Directions for this task | Can you give the items below as a two-column CSV with the headers item_text and answer, one row per item, with each field quoted and any line breaks turned into spaces?
- - - - -
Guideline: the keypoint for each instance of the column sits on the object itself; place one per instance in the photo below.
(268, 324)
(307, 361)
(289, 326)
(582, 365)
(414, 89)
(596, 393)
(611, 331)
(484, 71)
- - - - -
Final answer |
item_text,answer
"Guideline: the keypoint for each instance of the column sits on the object itself; place one per instance in the photo below.","(268, 324) (307, 361) (289, 326) (582, 365) (414, 89) (596, 393) (611, 331) (484, 71)"